[Rows from a box-labeling dataset]
________________________

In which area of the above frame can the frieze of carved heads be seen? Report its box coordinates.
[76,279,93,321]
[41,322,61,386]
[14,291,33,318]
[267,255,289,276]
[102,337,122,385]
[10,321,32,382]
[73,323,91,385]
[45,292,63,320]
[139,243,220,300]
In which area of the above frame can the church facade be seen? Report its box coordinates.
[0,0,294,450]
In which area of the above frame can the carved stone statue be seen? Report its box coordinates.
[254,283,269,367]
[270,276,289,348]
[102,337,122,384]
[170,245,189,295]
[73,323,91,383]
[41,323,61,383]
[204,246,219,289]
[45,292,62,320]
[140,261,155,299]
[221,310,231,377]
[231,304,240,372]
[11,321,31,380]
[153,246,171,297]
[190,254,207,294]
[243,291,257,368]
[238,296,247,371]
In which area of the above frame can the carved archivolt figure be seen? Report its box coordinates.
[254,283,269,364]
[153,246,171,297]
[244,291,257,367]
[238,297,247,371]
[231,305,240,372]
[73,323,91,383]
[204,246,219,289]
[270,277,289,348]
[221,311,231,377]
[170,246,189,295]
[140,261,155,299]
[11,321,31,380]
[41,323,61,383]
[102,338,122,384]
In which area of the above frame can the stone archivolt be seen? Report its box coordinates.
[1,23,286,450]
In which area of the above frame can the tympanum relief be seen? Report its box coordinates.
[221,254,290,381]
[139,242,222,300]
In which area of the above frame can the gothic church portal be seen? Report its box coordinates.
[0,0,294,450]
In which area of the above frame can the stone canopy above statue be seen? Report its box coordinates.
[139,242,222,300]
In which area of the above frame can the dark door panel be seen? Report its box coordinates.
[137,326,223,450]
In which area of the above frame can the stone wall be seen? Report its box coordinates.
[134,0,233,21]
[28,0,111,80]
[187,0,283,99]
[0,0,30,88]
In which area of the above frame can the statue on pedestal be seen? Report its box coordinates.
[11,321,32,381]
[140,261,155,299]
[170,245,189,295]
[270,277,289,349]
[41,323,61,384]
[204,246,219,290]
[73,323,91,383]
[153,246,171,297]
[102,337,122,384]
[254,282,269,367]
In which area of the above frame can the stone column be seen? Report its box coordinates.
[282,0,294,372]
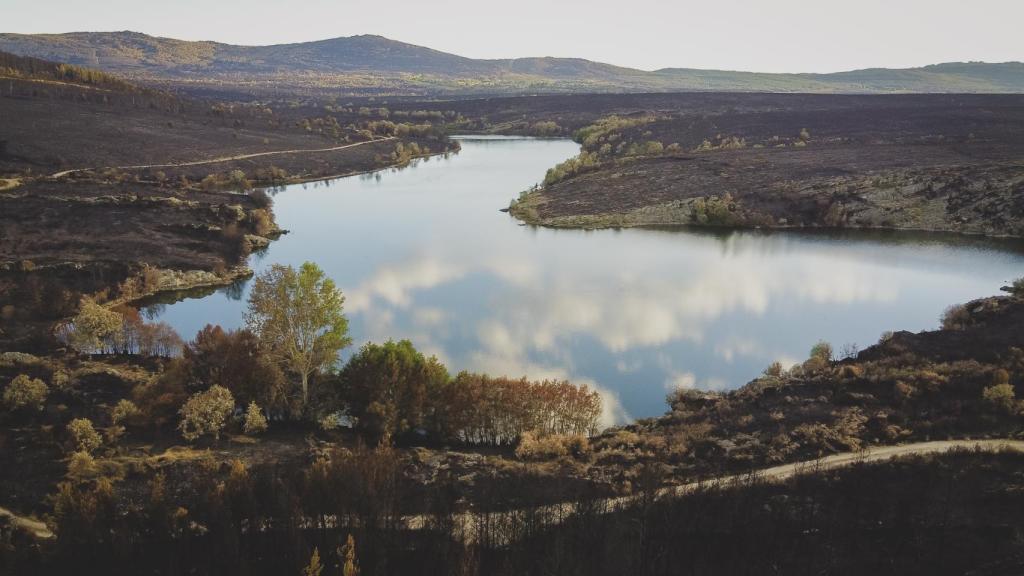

________________________

Rewrite the records from the start through the line containing "[0,0,30,88]", changing every "frame" to "image" and keeping everything else unchanged.

In which area of the above image can the frieze of carved heads be seen? Report its box coordinates.
[76,279,93,321]
[41,322,61,386]
[14,291,33,318]
[267,255,289,276]
[102,337,122,385]
[10,321,32,382]
[73,323,91,385]
[45,292,63,320]
[139,243,220,300]
In which area of the above image can the church facade be seen? Report its box coordinates.
[0,0,294,450]
In which area of the above image can the carved stone statue be seen? Report its box coordinates.
[254,283,269,367]
[270,276,289,348]
[102,337,122,384]
[170,245,189,295]
[73,323,91,383]
[41,323,61,383]
[204,246,219,289]
[45,292,62,320]
[140,261,155,299]
[221,310,231,377]
[231,304,240,372]
[11,321,31,380]
[153,246,171,297]
[190,254,207,294]
[243,291,257,368]
[238,296,247,371]
In which area of the above image can the carved archivolt figure be seen? Report its box coordinates.
[254,283,269,364]
[153,246,171,297]
[244,291,257,367]
[238,297,247,371]
[231,305,240,372]
[73,323,91,383]
[204,246,219,289]
[270,277,289,348]
[221,311,231,377]
[170,246,189,295]
[140,261,155,299]
[11,321,31,380]
[41,323,61,383]
[102,338,122,384]
In which area of the above image can the stone archivolt be seen? Report its box coordinates.
[1,23,286,450]
In which area of the above image can the tympanum relief be seen? Report its box coordinates.
[221,254,290,381]
[139,242,222,300]
In which area of the above image can the gothic church portal be seen? Report its box coordinates.
[0,0,294,450]
In which area of the above image can the stone canopy above statue be seen? Report its box coordinates.
[139,242,222,300]
In which area of the above image can the dark door panel be seen? Report its box coordinates.
[137,326,223,450]
In which area of the above image can the stone wall be seen? Report its box coordinates.
[134,0,233,21]
[28,0,111,80]
[187,0,283,99]
[0,0,30,88]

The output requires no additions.